- _THE TASK_:
Print the lines below word for word, all of them, in the same order.

- _SOURCE MATERIAL_:
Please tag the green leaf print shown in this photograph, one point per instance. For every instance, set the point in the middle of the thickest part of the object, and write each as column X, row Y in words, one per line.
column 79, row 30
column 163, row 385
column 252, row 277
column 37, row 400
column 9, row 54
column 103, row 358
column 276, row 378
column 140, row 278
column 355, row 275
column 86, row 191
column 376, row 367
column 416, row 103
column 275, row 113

- _COMPLETED TASK_:
Please tag the green leaf print shown in this photograph, one point per instance. For every instance, set the point in the middle of the thickest part of the object, and write each as column X, row Y in words, one per line.
column 79, row 30
column 163, row 385
column 252, row 277
column 37, row 400
column 9, row 54
column 103, row 358
column 276, row 378
column 140, row 278
column 355, row 275
column 86, row 191
column 376, row 367
column 416, row 103
column 275, row 113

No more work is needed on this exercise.